◆ Work request
Print every entry, word for word, and skip the images.

****************************************

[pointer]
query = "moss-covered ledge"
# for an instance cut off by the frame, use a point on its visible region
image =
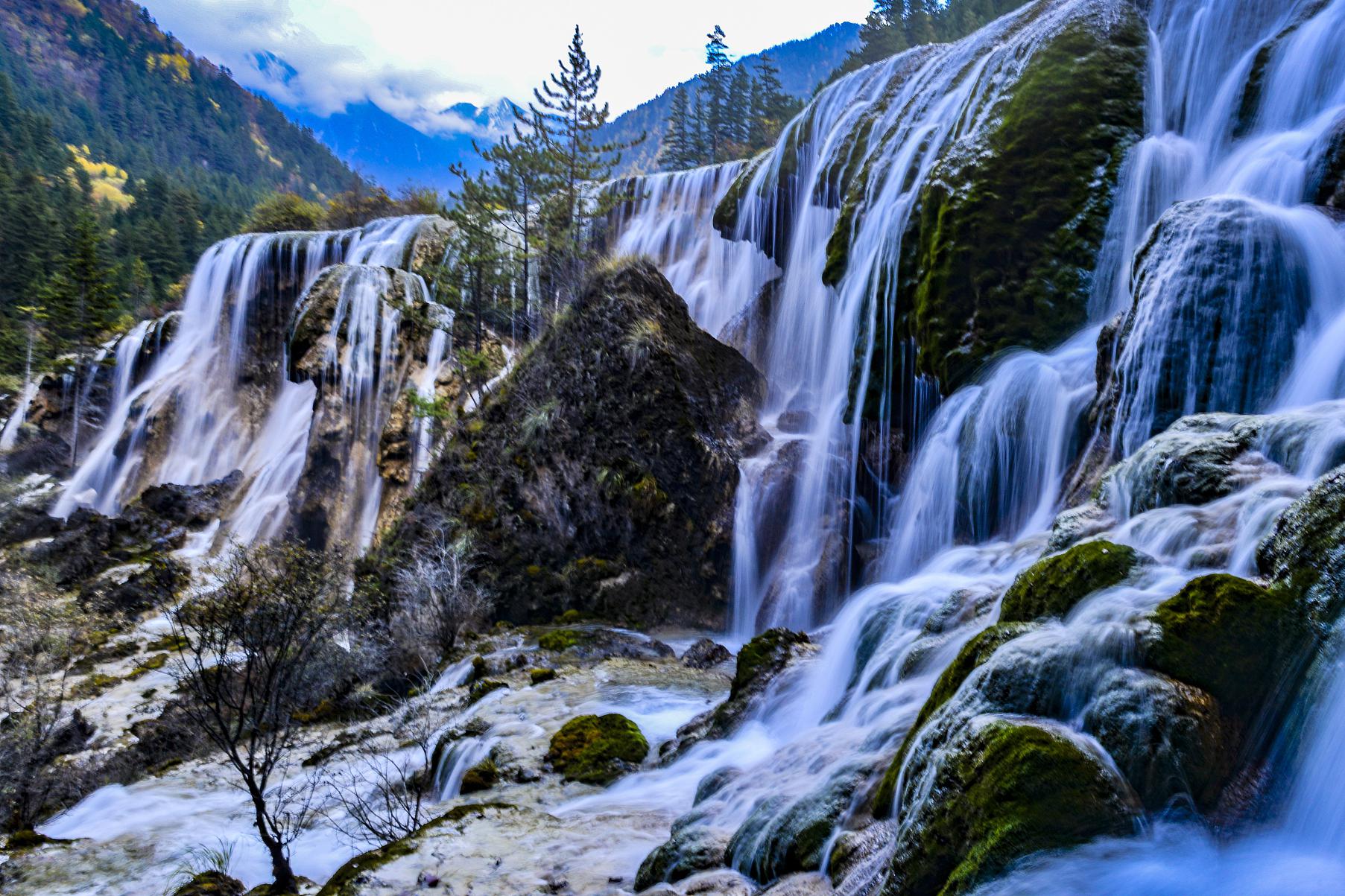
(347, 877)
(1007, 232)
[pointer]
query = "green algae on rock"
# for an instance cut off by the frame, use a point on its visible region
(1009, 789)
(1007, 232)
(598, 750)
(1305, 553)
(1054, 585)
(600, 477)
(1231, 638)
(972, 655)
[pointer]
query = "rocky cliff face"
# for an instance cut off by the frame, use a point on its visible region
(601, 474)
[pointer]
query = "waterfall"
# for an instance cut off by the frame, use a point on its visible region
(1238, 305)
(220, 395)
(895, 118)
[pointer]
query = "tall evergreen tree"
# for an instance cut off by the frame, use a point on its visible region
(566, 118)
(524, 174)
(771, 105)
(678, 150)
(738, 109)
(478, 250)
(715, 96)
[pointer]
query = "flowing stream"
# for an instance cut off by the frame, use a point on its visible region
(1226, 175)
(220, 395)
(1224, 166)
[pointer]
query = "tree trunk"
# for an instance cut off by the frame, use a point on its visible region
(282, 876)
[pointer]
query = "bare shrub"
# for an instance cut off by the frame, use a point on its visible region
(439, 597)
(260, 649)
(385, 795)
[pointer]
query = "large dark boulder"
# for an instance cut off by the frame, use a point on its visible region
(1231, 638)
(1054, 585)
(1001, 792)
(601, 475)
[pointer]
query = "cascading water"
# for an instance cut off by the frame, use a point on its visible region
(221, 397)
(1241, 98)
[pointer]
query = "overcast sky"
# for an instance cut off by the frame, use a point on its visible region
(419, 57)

****************************************

◆ Completed exercise
[pointer]
query = "moss-covered ledge"
# for an instance cut off by the frame, use a point on its visible region
image =
(347, 877)
(1007, 232)
[pointer]
query = "green algae on rock"
# for an instance cut off by the frame, use a point on its visible region
(1009, 789)
(1007, 232)
(598, 750)
(1305, 553)
(1054, 585)
(600, 477)
(1231, 638)
(972, 655)
[pointer]
query = "rocky cliff face"
# for an instance cut off by the frame, use a point on its visible region
(601, 474)
[pointer]
query = "waterfall"
# for an instance cut off by the frame, use a point on its visible region
(1238, 305)
(220, 395)
(895, 118)
[pointer]
query = "tall evergreen tree"
# for an instance cut off by the frame, use a point on its visible region
(566, 118)
(524, 174)
(771, 105)
(678, 150)
(738, 109)
(478, 250)
(715, 96)
[pointer]
query = "flowing stream"
# for an instance cut off by the frame, use a point on its visible region
(1226, 175)
(220, 395)
(1224, 166)
[pointer]
query = "tree trunk"
# for an instance cut off by the frame, use a point on its visible region
(282, 876)
[pointer]
query = "bare shrub"
# for an instance cut off by the frame, use a point on its visible region
(439, 597)
(260, 649)
(385, 795)
[pointer]
query = "large dark boulder"
# for an instance cut off by the frame, use a point on its visible region
(1231, 638)
(1054, 585)
(1001, 792)
(601, 475)
[pointer]
query = "cascading water"
# for an instance cut off by the frame, use a point on its visible region
(221, 397)
(1241, 98)
[pointer]
query = "overcast sky"
# for an instance cut off by the frame, use a point on its visible region
(419, 57)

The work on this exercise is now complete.